* Action item: The answer must repeat every record exactly, with no pictures in it.

* Data shown:

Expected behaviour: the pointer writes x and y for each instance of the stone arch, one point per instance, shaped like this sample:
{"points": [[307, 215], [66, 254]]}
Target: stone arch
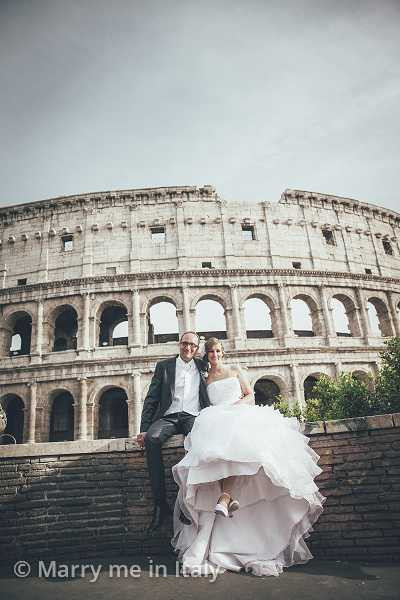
{"points": [[267, 388], [210, 317], [251, 316], [363, 376], [304, 325], [14, 407], [309, 382], [64, 328], [17, 333], [382, 315], [109, 315], [112, 402], [350, 316], [61, 416], [162, 320]]}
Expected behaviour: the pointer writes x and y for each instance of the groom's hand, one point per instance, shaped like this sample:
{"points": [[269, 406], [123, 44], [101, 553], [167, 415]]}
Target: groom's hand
{"points": [[140, 439]]}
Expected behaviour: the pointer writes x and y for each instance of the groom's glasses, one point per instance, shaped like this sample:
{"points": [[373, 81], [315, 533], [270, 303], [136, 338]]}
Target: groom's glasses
{"points": [[189, 344]]}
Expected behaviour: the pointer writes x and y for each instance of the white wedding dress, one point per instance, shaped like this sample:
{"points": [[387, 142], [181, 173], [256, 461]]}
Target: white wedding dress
{"points": [[275, 470]]}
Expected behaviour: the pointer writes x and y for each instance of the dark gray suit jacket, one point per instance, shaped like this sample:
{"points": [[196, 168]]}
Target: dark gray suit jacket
{"points": [[161, 391]]}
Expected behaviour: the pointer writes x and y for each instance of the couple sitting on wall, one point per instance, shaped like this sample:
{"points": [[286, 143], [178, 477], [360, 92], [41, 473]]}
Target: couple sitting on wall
{"points": [[246, 492]]}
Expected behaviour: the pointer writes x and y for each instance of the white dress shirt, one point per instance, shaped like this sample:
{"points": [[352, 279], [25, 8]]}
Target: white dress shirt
{"points": [[187, 384]]}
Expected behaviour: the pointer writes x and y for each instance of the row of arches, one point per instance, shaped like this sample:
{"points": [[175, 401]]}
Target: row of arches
{"points": [[261, 318], [112, 418]]}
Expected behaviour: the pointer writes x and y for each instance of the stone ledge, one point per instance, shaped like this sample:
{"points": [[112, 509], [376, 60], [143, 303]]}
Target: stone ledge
{"points": [[360, 424], [128, 444]]}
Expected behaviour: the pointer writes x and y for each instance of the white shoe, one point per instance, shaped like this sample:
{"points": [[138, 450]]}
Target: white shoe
{"points": [[221, 509], [233, 505]]}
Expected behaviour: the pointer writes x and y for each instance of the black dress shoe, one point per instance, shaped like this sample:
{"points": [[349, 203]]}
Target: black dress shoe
{"points": [[159, 513], [183, 519]]}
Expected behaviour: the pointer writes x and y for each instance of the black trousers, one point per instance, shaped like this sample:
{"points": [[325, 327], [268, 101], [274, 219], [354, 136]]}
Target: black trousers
{"points": [[158, 433]]}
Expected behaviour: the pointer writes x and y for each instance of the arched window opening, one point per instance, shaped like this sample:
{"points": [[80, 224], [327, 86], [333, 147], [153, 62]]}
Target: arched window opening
{"points": [[210, 319], [111, 317], [266, 392], [113, 414], [20, 343], [258, 319], [120, 333], [309, 384], [16, 344], [62, 418], [14, 409], [162, 323], [379, 319], [340, 318], [301, 318], [65, 330]]}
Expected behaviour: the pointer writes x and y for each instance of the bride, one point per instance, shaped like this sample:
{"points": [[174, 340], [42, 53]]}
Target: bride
{"points": [[246, 496]]}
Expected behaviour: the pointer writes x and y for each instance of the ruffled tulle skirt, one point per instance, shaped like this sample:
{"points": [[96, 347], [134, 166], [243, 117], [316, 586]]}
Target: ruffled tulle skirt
{"points": [[274, 469]]}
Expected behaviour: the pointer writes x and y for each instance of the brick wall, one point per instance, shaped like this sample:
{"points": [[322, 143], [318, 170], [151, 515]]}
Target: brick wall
{"points": [[74, 499]]}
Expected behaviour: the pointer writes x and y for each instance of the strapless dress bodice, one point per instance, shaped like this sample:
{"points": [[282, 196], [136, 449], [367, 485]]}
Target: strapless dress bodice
{"points": [[224, 391]]}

* Reply to the exercise:
Expected behaviour: the pointer writes x and y for each instance of the stone arch, one point per instance, shaped like this sample:
{"points": [[307, 215], [66, 254]]}
Target: stone arch
{"points": [[267, 388], [210, 317], [251, 316], [363, 376], [304, 325], [14, 407], [309, 382], [64, 328], [17, 333], [382, 315], [109, 315], [112, 402], [350, 316], [61, 416], [162, 320]]}
Expected behaviour: the pointer writes x and y for each instance of the groom's hand, one point per instance, shaped like this sample:
{"points": [[269, 406], [123, 44], [101, 553], [167, 415]]}
Target: groom's hand
{"points": [[140, 439]]}
Expected behaviour: the pointer writes x and y for each instance of the groom's glasses, one point per instance, shaped like this sample:
{"points": [[373, 81], [315, 533], [270, 303], [136, 338]]}
Target: groom's glasses
{"points": [[189, 344]]}
Expected behaviour: the pointer writes x and y for each instance of the white wedding dress, one point per instance, shaped like this sample:
{"points": [[387, 142], [181, 173], [256, 461]]}
Target: white wedding dress
{"points": [[275, 470]]}
Expected behaviour: the pointer writes x and y for each instance of the dark gray suit jacket, one point per instance, shaped like this sample:
{"points": [[196, 168]]}
Target: dark gray suit jacket
{"points": [[161, 391]]}
Expected behaviour: the pointer writes x and y for each instance of the couple sitting on wall, one point per instance, shaped like this sample:
{"points": [[286, 143], [178, 477], [360, 92], [41, 473]]}
Target: couple sitting on wall
{"points": [[246, 492]]}
Expected behaviour: the pointer writes x and y for each instance of the white dress shirt, one point per instance, shaped like this sample:
{"points": [[352, 279], [25, 8]]}
Target: white dress shirt
{"points": [[187, 384]]}
Expected behaviour: the pointer writes x and y for each instance of the row of arches, one point per instance, shaped like this sample:
{"points": [[175, 401]]}
Target: row of arches
{"points": [[261, 318], [112, 418]]}
Expected behaviour: the pointer writes x and y for each instance of the stone ledge, one point per instance, shaped like this sample:
{"points": [[112, 509], [376, 60], [143, 303]]}
Target: stone ledge
{"points": [[360, 424], [128, 444]]}
Expected behaviour: the pointer writes x and y for each instance of the white shoe, one point per instance, shaped like this sample:
{"points": [[138, 450]]}
Target: white shoe
{"points": [[221, 509], [233, 505]]}
Expected behaviour: the pointer writes x and y for each instance of the black dress shoe, one point per instance, shaped like this sample:
{"points": [[349, 203]]}
Target: black dress shoe
{"points": [[159, 513], [183, 519]]}
Expected behaviour: the pointer writes x and y for each instance of the black trousers, one point per instance, shaped like this sample:
{"points": [[325, 327], [268, 101], [274, 219], [354, 136]]}
Target: black trousers
{"points": [[158, 433]]}
Expected behaviour: the pointer writes x and y for each instance of the arched window opening, one point per instance, shaped like this sample:
{"points": [[80, 224], [327, 86], [333, 147], [153, 62]]}
Target: arched window opening
{"points": [[210, 319], [111, 317], [266, 392], [113, 414], [20, 343], [258, 319], [120, 333], [309, 384], [16, 344], [62, 418], [14, 409], [162, 323], [379, 319], [340, 318], [301, 318], [65, 330]]}
Expected behaviour: the pointer writes x and y for each instance of the bride, one point per instance, shaped like this sample:
{"points": [[174, 340], [42, 53]]}
Target: bride
{"points": [[246, 496]]}
Expected behaviour: the pointer writes x and y for each instance of the ruffled tulle skirt, one point per instance, shaped like this sample:
{"points": [[96, 347], [134, 166], [243, 117], [316, 586]]}
Target: ruffled tulle skirt
{"points": [[274, 469]]}
Expected behaviour: the pointer writes x and y for each instance of the brick wall, one point per instance, shaped like this sample:
{"points": [[322, 143], [318, 170], [151, 515]]}
Target: brick wall
{"points": [[74, 499]]}
Expected behaviour: the pointer writes x and y for each instance of the strapless dress bodice, one point per instance, shaped like this sample:
{"points": [[282, 196], [136, 449], [367, 485]]}
Target: strapless dress bodice
{"points": [[224, 391]]}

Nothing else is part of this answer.